- [What you are asked to do] Render each line of the listing below as a JSON array of strings, one string per line, omitting any blank lines.

--- begin ---

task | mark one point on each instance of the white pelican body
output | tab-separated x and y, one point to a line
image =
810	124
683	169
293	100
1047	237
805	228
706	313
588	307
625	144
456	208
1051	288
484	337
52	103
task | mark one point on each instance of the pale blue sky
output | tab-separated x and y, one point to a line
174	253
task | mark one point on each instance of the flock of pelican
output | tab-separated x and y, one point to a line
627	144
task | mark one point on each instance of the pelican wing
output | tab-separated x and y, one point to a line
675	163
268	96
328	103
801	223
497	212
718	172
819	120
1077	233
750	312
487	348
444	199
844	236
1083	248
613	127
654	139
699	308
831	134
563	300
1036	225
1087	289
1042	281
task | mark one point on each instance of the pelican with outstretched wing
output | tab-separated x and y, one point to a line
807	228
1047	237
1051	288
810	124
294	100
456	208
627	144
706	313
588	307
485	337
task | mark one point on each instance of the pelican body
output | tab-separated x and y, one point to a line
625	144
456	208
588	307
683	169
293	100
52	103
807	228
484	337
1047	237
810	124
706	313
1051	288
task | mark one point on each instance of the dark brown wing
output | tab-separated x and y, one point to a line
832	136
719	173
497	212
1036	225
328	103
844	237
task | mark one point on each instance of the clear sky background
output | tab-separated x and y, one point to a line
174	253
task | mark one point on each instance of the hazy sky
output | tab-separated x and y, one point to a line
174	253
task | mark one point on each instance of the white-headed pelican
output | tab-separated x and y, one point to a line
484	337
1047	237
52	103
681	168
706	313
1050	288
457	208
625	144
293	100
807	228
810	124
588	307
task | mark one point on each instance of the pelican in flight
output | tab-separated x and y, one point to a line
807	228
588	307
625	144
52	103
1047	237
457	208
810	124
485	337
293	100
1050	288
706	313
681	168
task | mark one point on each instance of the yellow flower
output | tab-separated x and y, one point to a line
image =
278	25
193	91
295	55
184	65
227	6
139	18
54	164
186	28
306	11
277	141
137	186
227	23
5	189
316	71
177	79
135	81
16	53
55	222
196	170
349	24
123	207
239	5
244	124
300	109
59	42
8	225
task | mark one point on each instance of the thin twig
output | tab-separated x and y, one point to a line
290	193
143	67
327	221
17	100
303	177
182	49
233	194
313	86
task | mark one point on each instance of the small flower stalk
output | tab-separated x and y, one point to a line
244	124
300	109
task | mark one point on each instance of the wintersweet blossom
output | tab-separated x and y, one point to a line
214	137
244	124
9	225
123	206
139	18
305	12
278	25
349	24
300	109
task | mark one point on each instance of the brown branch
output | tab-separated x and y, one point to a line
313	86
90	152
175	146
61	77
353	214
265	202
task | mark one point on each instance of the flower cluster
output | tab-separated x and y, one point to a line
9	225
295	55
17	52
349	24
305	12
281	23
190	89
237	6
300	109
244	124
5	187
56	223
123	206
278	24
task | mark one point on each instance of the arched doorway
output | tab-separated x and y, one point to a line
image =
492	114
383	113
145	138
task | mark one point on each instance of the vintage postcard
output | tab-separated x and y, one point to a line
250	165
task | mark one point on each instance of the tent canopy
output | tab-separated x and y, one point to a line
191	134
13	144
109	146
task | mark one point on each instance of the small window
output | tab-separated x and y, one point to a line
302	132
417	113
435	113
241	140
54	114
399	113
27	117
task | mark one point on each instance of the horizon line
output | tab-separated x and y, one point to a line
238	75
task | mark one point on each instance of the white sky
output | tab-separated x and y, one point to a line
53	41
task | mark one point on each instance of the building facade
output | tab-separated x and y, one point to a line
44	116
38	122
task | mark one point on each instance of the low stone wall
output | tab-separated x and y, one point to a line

--- end ---

- [Answer in full]
[
  "task | mark one point on each instance of the white pelican body",
  "output | tab-separated x and y, one point to a line",
  "image =",
  "810\t124",
  "683\t169",
  "293\t100",
  "1047\t237",
  "805\t228",
  "706\t313",
  "588\t307",
  "625\t144",
  "456\t208",
  "1051\t288",
  "484\t337",
  "52\t103",
  "task | mark one point on each instance of the pale blue sky",
  "output | tab-separated x and y, one point to a line",
  "174\t253",
  "task | mark one point on each instance of the flock of pelican",
  "output | tab-separated x and y, one point to a line",
  "627\t144",
  "task | mark one point on each instance of the pelican wing",
  "output | tab-separated x and y, one point to a line",
  "675\t163",
  "268\t96",
  "328\t103",
  "801\t223",
  "497\t212",
  "718\t172",
  "819\t120",
  "1077\t233",
  "750\t312",
  "487\t348",
  "444\t199",
  "844\t236",
  "1083\t248",
  "613\t127",
  "654\t139",
  "699\t308",
  "831\t134",
  "563\t300",
  "1036\t225",
  "1087\t289",
  "1042\t281",
  "task | mark one point on each instance of the pelican with outstretched wing",
  "output | tab-separated x and y, one point to a line",
  "807\t228",
  "1047\t237",
  "1051\t288",
  "810\t124",
  "294\t100",
  "456\t208",
  "627\t144",
  "706\t313",
  "588\t307",
  "485\t337",
  "task | mark one point on each instance of the pelican body",
  "output | tab-separated x and y, one point to a line",
  "625\t144",
  "456\t208",
  "588\t307",
  "683\t169",
  "293\t100",
  "52\t103",
  "807\t228",
  "484\t337",
  "1047\t237",
  "810\t124",
  "706\t313",
  "1051\t288",
  "task | mark one point on each instance of the dark brown wing",
  "output | tab-separated x and y, one point to a line",
  "832\t136",
  "719\t173",
  "497\t212",
  "1036\t225",
  "328\t103",
  "844\t237",
  "task | mark one point on each instance of the clear sky background",
  "output | tab-separated x and y, one point to a line",
  "174\t253",
  "task | mark one point on each instance of the hazy sky",
  "output | tab-separated x and y, one point to a line",
  "174\t253",
  "task | mark one point on each instance of the white-headed pelican",
  "output | tab-separated x and y, one point to a line",
  "484\t337",
  "1047\t237",
  "52\t103",
  "681\t168",
  "706\t313",
  "1050\t288",
  "457\t208",
  "625\t144",
  "293\t100",
  "807\t228",
  "810\t124",
  "588\t307",
  "task | mark one point on each instance of the pelican in flight",
  "output | tab-separated x and y, one point to a line",
  "807\t228",
  "588\t307",
  "625\t144",
  "52\t103",
  "1047\t237",
  "457\t208",
  "810\t124",
  "485\t337",
  "293\t100",
  "1050\t288",
  "706\t313",
  "681\t168",
  "task | mark one point on each instance of the yellow flower",
  "output | tab-separated x and y, one point to a line",
  "image =",
  "278\t25",
  "193\t91",
  "295\t55",
  "184\t65",
  "227\t6",
  "139\t18",
  "54\t164",
  "186\t28",
  "306\t11",
  "277\t141",
  "137\t186",
  "227\t23",
  "5\t189",
  "316\t71",
  "177\t79",
  "135\t81",
  "16\t53",
  "55\t222",
  "196\t170",
  "349\t24",
  "123\t207",
  "239\t5",
  "244\t124",
  "300\t109",
  "59\t42",
  "8\t225",
  "task | mark one point on each instance of the thin twig",
  "output | tab-separated x and y, one point to a line",
  "290\t193",
  "143\t67",
  "327\t221",
  "17\t100",
  "303\t177",
  "182\t49",
  "233\t194",
  "313\t86",
  "task | mark one point on each instance of the small flower stalk",
  "output | tab-separated x and y, one point to a line",
  "244\t124",
  "300\t109",
  "task | mark one point on each instance of the wintersweet blossom",
  "output | tab-separated x and y, one point to a line",
  "214\t137",
  "244\t124",
  "9\t225",
  "123\t206",
  "139\t18",
  "305\t12",
  "278\t25",
  "349\t24",
  "300\t109",
  "task | mark one point on each instance of the brown branch",
  "output | tab-separated x and y, one point to a line",
  "313\t86",
  "90\t152",
  "175\t146",
  "61\t77",
  "353\t214",
  "265\t202",
  "task | mark one point on each instance of the flower cluster",
  "output | tab-separated x and y, one point to a line",
  "9\t225",
  "295\t55",
  "17\t52",
  "349\t24",
  "305\t12",
  "281\t23",
  "190\t89",
  "237\t6",
  "300\t109",
  "244\t124",
  "5\t187",
  "56\t223",
  "123\t206",
  "278\t24",
  "task | mark one point on each instance of the arched doorway",
  "output | tab-separated x and y, one point to a line",
  "image =",
  "492\t114",
  "383\t113",
  "145\t138",
  "task | mark one point on each instance of the vintage postcard",
  "output | tab-separated x and y, one point to a line",
  "250\t165",
  "task | mark one point on each instance of the tent canopy",
  "output | tab-separated x and y, one point to a line",
  "191\t134",
  "13\t144",
  "109\t146",
  "task | mark one point on each instance of the small window",
  "output | tab-separated x and y, one point to a line",
  "302\t132",
  "417\t113",
  "435\t113",
  "241\t140",
  "54\t114",
  "399\t113",
  "27\t117",
  "task | mark one point on each instance of the horizon line",
  "output | tab-separated x and y, one point to a line",
  "238\t75",
  "task | mark one point on each instance of the white sky",
  "output | tab-separated x and y, one point to a line",
  "53\t41",
  "task | mark one point on each instance of the building facade",
  "output | tab-separated x and y, one point to a line",
  "44\t116",
  "38\t122",
  "task | mark one point on each instance of the low stone wall",
  "output | tab-separated x and y, one point to a line"
]